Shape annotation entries
╭──

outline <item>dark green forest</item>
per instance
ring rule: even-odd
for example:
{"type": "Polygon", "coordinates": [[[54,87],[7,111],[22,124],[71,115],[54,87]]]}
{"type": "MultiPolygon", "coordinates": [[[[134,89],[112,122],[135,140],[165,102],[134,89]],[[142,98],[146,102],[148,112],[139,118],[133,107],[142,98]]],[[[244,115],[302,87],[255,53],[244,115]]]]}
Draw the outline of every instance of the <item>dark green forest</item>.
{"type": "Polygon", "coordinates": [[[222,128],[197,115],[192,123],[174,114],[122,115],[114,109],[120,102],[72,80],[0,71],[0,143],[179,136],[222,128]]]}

╰──

*PROBLEM TO WORK ON*
Word for word, quote all of the data above.

*ANSWER IN FULL*
outline <item>dark green forest</item>
per instance
ring rule: even-odd
for example:
{"type": "Polygon", "coordinates": [[[54,87],[7,111],[22,124],[71,115],[54,87]]]}
{"type": "MultiPolygon", "coordinates": [[[[134,89],[112,122],[135,140],[165,102],[134,89]],[[142,98],[146,102],[148,112],[139,118],[133,107],[142,98]]],[[[244,115],[302,87],[255,53],[244,115]]]]}
Draw the outline of every instance of the <item>dark green forest</item>.
{"type": "Polygon", "coordinates": [[[222,128],[197,115],[192,123],[174,114],[122,115],[114,109],[120,102],[72,80],[0,71],[0,143],[179,136],[222,128]]]}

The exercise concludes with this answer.